(Photo-based referring expression data)
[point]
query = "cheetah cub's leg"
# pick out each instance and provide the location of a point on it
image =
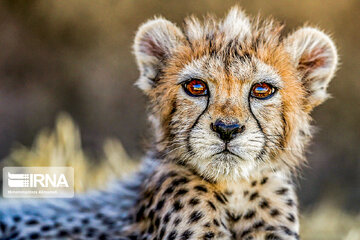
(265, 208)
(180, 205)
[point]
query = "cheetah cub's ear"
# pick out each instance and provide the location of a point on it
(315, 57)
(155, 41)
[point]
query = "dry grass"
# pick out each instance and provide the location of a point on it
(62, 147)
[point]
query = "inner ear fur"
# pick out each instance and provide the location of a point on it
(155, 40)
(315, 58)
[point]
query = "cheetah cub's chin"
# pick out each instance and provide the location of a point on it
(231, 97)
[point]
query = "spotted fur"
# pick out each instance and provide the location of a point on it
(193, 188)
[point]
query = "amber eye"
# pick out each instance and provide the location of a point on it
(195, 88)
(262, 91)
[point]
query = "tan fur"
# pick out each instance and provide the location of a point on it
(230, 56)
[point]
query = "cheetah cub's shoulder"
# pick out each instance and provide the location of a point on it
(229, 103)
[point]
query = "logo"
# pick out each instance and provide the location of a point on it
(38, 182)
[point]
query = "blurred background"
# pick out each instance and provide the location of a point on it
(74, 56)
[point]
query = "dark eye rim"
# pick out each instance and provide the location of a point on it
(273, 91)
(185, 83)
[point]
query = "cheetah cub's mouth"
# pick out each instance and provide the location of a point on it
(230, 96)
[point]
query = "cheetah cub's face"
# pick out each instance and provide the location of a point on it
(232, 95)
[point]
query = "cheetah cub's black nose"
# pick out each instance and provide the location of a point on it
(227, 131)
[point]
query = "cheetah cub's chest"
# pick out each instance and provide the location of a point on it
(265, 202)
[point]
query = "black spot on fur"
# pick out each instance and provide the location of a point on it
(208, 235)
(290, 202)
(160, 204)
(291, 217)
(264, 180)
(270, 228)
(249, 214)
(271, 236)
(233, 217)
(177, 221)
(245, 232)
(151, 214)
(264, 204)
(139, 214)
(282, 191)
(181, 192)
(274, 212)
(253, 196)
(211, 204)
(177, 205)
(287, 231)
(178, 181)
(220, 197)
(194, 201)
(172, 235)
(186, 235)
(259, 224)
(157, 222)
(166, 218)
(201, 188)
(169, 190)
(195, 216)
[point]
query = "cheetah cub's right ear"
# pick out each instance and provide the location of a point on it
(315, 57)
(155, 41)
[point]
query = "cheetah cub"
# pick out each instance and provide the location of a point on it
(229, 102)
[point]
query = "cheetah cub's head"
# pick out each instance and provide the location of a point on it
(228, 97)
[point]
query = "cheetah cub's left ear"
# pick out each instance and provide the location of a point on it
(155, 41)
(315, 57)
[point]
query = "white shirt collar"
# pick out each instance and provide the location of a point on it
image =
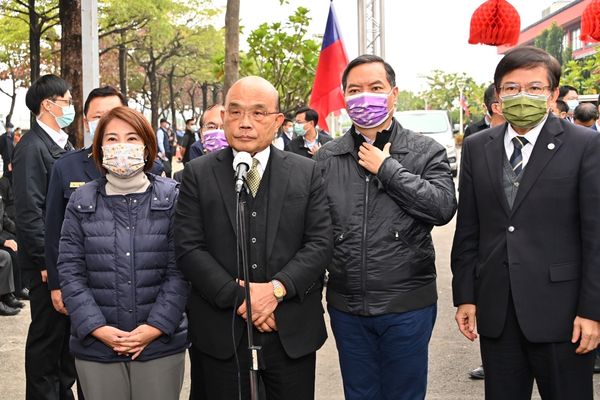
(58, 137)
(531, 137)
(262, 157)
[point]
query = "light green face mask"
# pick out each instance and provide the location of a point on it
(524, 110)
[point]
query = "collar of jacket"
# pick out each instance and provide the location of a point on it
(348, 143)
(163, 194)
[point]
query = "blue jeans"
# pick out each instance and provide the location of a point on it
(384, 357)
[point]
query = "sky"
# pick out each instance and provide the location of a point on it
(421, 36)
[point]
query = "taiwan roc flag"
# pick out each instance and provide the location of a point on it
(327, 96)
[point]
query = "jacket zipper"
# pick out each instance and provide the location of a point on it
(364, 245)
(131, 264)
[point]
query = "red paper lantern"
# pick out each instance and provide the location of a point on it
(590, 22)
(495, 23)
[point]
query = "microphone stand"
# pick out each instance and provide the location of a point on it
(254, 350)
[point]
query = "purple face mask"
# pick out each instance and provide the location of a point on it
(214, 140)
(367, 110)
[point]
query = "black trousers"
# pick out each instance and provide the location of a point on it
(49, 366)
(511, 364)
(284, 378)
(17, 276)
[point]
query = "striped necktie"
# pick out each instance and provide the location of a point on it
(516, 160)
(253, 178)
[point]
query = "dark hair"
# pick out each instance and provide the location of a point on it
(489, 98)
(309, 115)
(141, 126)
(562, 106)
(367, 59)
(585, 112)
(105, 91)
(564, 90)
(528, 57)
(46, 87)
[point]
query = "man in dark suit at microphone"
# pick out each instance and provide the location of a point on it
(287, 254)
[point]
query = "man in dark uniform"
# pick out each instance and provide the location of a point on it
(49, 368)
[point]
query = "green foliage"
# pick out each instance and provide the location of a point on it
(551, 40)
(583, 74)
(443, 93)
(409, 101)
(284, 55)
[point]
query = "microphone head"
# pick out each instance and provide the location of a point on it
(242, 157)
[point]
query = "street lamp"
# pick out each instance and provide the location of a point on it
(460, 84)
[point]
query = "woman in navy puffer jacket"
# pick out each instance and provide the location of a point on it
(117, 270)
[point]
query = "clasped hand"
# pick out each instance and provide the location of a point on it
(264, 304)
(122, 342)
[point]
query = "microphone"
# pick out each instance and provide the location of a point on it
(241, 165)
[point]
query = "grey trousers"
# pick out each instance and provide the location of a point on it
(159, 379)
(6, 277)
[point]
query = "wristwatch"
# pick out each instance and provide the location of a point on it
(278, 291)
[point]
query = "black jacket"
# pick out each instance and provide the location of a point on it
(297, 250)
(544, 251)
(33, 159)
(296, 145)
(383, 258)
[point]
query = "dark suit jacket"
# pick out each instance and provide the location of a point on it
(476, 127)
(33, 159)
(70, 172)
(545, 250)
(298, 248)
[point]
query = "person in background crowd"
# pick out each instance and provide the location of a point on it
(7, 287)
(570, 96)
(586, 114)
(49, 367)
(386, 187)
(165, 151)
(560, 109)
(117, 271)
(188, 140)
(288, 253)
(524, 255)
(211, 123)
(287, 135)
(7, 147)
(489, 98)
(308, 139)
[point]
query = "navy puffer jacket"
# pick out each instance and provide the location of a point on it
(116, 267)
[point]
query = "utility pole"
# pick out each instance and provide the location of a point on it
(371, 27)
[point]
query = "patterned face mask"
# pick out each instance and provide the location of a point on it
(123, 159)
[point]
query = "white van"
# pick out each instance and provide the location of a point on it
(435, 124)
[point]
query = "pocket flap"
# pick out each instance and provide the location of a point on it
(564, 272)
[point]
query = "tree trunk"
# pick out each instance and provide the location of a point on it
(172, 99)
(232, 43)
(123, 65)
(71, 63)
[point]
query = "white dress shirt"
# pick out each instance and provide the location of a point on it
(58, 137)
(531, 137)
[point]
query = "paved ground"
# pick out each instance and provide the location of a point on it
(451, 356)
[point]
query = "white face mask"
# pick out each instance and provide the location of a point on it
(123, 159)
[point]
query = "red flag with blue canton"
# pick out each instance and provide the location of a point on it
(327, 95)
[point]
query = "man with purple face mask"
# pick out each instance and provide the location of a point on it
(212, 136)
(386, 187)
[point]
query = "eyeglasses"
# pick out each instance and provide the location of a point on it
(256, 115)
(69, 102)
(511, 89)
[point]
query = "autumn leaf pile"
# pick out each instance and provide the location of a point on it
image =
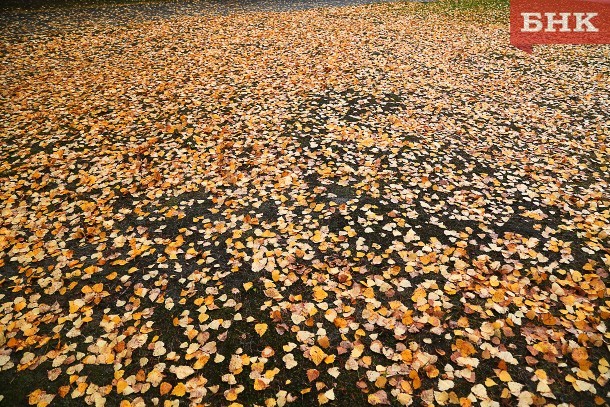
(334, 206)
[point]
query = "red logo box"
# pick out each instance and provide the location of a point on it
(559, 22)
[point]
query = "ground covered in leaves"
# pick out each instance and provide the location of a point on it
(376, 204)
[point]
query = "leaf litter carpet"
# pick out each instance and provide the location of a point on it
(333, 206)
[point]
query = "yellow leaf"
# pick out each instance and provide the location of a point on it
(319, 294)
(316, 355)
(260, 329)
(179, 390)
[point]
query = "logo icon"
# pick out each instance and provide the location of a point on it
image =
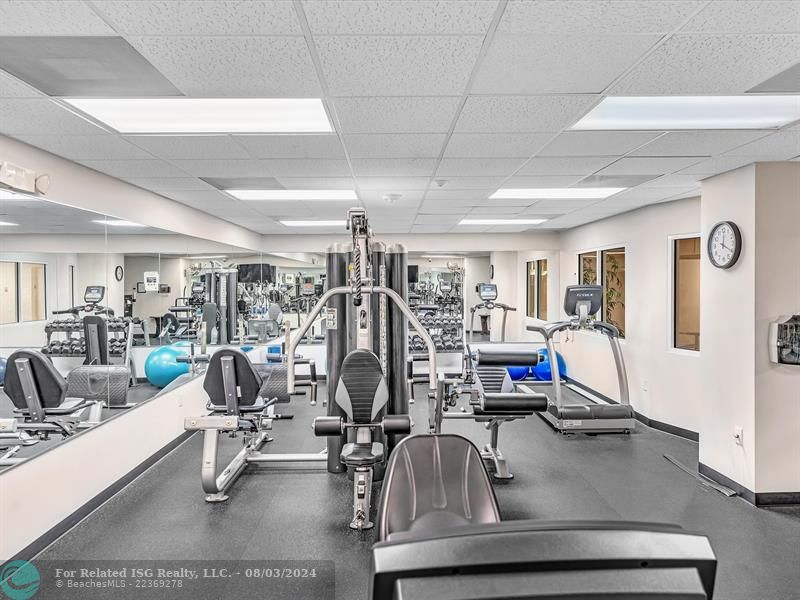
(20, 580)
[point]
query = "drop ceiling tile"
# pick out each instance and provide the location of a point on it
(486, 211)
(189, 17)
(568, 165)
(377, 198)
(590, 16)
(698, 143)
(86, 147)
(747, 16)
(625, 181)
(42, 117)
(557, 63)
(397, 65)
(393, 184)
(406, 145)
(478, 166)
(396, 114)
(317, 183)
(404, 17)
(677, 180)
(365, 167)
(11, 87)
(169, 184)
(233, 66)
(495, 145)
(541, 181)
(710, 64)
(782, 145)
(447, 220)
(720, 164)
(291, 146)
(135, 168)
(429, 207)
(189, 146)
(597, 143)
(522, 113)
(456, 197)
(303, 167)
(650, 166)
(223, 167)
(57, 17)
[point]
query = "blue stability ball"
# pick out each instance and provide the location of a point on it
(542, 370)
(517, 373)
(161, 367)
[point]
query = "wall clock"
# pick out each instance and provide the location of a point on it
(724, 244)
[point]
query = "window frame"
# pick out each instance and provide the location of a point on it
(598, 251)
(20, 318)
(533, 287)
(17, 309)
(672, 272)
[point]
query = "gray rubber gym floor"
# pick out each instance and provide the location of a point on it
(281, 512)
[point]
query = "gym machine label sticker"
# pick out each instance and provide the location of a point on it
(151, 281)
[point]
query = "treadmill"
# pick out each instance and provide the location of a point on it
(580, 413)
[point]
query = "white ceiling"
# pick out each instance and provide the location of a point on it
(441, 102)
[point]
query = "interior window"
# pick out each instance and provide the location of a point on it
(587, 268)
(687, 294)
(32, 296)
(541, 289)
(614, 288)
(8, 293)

TASK INSTRUCTIONS =>
Which lines of the records contain the word "background"? Copy each of them.

THE COMPLETED TASK =>
query = "blurred background"
query = "person in background crowd"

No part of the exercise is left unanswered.